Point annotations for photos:
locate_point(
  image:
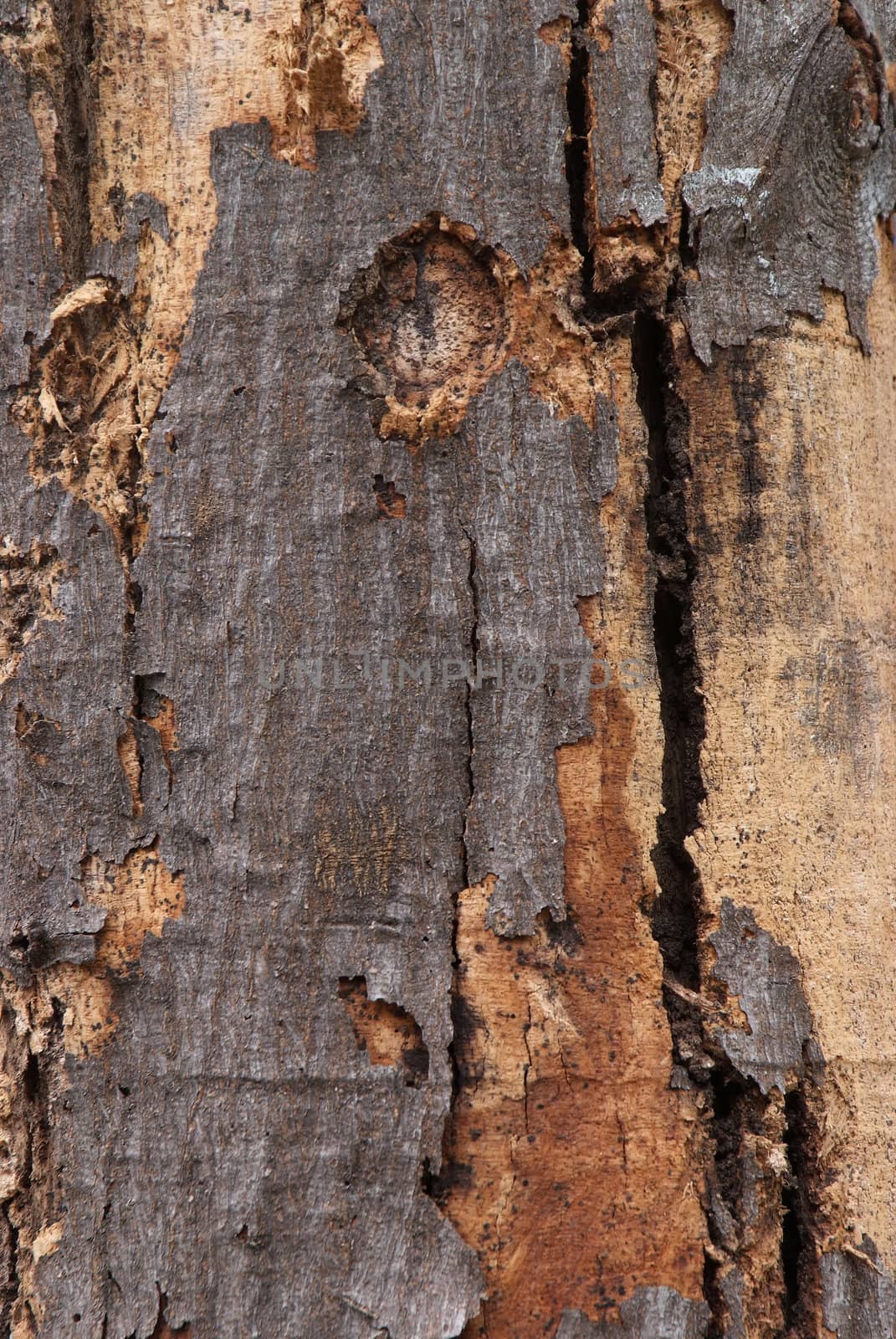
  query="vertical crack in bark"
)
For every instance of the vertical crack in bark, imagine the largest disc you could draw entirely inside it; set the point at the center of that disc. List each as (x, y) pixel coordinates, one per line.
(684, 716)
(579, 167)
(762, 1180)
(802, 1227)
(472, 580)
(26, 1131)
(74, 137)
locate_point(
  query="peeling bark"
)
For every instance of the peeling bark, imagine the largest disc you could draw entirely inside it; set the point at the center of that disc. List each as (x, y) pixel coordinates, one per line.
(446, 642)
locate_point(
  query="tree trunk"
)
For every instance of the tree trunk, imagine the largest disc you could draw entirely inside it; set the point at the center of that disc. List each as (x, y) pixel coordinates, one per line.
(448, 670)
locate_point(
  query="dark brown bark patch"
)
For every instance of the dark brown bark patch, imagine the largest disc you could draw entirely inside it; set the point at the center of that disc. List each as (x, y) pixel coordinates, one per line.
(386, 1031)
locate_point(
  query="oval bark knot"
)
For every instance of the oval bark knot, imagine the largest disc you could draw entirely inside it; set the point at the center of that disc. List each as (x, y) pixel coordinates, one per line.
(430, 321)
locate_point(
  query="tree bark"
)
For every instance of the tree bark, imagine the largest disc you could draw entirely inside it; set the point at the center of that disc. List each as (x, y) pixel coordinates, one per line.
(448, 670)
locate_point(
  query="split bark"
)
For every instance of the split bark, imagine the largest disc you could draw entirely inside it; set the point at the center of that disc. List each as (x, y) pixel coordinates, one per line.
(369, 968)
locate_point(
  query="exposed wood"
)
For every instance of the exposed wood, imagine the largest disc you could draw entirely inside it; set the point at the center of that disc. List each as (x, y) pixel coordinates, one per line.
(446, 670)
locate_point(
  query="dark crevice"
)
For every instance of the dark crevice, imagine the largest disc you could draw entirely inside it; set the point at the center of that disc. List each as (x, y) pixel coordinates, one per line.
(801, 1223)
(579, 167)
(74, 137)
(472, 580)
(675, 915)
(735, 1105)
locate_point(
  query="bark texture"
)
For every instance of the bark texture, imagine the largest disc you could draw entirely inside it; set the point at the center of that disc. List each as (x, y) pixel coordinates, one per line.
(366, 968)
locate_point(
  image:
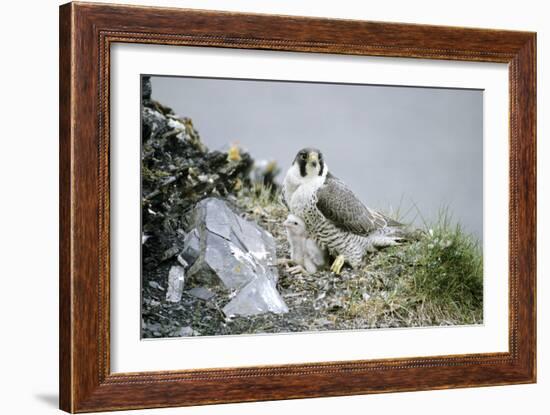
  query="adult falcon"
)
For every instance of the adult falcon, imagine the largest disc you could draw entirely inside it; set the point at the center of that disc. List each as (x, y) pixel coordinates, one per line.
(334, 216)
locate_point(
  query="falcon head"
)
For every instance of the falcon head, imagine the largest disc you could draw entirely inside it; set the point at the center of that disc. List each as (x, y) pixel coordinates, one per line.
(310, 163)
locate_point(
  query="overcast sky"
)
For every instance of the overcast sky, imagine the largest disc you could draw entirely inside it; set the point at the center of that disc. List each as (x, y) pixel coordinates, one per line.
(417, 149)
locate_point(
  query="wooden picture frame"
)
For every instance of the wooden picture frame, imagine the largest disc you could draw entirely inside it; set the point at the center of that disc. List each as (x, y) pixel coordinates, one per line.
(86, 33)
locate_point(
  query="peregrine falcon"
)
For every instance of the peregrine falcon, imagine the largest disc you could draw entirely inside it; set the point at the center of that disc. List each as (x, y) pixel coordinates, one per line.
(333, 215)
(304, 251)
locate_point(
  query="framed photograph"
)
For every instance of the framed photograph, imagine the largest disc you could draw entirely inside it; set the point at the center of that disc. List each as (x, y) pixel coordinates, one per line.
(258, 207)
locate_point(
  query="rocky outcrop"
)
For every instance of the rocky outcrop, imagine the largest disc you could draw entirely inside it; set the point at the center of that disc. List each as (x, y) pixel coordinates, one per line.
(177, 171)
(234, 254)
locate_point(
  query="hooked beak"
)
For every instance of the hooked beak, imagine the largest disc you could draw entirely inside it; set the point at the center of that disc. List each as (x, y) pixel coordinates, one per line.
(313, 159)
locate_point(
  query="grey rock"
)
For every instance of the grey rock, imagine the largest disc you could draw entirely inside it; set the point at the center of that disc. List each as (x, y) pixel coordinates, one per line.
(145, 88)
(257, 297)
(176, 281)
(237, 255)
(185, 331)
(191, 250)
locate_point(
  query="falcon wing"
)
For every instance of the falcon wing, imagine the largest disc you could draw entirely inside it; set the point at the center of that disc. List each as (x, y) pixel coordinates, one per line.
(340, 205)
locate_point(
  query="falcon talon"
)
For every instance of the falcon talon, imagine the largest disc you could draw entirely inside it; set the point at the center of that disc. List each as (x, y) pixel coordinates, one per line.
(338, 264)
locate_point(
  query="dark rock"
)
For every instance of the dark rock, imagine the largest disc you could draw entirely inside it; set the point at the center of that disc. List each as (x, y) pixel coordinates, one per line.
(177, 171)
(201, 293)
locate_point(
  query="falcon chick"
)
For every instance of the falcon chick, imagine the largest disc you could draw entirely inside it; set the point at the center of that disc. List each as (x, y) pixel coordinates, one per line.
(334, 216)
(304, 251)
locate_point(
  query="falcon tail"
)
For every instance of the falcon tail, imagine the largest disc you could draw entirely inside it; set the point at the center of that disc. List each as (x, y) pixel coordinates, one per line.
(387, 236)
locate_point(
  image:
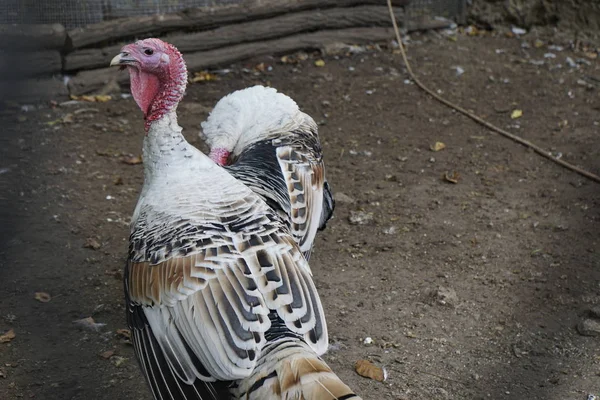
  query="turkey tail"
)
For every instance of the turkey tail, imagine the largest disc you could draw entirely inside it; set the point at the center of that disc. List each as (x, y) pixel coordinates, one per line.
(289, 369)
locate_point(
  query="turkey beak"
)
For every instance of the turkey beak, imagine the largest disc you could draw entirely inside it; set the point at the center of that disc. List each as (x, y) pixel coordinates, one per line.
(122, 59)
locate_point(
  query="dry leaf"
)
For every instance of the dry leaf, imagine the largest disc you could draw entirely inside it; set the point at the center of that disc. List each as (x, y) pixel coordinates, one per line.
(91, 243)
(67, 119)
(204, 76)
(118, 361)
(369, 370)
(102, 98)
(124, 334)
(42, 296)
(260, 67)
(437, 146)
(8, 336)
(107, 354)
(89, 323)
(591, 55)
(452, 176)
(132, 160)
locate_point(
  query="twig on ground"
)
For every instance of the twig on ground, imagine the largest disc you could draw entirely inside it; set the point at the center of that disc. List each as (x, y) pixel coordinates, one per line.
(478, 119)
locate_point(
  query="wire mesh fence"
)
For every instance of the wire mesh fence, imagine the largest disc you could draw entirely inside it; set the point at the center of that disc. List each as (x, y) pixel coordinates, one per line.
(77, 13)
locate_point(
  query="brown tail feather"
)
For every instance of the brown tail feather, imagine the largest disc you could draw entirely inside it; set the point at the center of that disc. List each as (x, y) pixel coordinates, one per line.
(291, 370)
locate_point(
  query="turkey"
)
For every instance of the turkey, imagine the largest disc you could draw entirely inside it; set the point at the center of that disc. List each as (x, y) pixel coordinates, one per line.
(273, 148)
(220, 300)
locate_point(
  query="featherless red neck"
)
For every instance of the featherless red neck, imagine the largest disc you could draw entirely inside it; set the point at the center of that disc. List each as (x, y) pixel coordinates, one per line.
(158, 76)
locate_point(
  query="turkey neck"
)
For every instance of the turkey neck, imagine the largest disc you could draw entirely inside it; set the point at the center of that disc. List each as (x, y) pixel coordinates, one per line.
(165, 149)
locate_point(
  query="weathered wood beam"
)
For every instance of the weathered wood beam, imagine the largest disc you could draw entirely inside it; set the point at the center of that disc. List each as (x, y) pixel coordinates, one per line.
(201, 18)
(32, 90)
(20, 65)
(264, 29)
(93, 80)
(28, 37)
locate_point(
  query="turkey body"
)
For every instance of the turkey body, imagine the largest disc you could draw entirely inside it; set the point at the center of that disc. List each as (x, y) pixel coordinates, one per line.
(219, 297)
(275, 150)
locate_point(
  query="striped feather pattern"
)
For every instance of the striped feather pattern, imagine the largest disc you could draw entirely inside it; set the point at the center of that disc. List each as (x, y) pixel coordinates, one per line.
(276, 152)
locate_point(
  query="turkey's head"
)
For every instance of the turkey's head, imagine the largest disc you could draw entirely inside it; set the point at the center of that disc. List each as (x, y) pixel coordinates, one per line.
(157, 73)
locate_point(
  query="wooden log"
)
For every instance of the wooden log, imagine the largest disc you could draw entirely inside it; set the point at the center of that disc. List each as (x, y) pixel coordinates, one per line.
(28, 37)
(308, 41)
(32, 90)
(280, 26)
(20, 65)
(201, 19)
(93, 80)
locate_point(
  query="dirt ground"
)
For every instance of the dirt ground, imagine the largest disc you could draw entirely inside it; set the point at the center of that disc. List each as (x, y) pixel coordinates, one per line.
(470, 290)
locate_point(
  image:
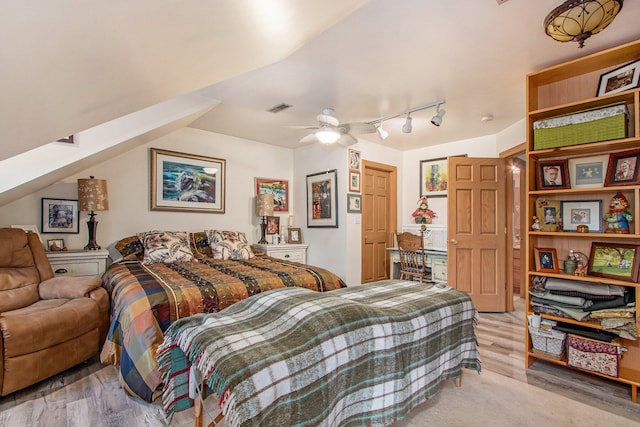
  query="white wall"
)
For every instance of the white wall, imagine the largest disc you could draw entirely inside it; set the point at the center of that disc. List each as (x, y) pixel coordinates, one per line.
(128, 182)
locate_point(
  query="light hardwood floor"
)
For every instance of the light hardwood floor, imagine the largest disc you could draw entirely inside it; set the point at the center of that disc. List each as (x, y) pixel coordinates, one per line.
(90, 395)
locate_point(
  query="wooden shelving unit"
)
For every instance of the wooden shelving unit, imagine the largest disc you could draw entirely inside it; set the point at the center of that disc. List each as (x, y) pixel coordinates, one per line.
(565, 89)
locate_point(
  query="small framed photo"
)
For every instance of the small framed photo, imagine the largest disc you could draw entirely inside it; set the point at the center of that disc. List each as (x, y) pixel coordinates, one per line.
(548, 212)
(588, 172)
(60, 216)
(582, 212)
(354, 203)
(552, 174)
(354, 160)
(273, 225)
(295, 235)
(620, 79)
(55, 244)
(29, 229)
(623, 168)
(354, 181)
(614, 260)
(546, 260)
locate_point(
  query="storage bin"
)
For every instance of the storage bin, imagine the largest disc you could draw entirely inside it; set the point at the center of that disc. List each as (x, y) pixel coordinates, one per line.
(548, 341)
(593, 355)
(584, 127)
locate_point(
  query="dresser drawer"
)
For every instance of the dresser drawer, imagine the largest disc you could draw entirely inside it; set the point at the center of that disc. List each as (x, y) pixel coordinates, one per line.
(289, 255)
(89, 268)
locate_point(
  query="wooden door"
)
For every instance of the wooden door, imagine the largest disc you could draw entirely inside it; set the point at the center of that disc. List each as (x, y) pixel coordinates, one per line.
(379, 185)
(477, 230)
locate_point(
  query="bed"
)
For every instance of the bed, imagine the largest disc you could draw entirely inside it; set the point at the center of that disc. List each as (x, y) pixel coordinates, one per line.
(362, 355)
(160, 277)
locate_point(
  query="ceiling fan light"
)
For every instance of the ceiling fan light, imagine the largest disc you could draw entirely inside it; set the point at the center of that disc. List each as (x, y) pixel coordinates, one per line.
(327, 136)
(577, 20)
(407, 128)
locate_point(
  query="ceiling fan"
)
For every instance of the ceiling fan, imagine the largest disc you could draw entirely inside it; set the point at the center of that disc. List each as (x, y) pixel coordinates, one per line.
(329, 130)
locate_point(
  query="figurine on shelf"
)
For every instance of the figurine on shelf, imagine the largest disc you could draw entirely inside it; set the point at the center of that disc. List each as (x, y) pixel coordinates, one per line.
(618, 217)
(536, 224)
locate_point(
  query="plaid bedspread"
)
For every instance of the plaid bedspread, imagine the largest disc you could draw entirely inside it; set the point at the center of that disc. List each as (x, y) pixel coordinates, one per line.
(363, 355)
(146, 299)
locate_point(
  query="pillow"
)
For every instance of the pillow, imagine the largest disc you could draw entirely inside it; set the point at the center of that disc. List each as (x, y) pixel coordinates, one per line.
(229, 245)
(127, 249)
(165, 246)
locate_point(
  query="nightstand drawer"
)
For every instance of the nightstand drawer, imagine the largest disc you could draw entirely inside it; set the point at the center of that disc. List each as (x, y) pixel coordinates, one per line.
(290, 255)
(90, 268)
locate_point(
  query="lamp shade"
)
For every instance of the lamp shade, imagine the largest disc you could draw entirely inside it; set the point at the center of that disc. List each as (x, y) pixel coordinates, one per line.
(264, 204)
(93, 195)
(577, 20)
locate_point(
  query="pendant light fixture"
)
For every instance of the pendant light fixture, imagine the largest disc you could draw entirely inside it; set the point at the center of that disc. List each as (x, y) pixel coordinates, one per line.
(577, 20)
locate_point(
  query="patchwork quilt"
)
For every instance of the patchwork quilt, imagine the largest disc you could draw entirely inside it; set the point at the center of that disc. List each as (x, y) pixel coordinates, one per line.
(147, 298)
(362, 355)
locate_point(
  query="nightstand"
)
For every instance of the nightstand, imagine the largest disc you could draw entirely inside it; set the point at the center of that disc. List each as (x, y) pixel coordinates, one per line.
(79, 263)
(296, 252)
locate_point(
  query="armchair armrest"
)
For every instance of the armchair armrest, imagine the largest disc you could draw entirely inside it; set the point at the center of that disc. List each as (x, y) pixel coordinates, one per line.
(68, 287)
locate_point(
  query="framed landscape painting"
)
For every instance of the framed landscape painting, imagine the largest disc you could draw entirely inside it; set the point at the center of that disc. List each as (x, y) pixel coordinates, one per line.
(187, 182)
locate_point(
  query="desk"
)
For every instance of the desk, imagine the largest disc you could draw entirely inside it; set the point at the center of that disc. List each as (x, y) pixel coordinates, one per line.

### What you will do
Count the lines in the listing above that contain the word "hooked", treating case as significant, and reply with the number alone.

### The solution
2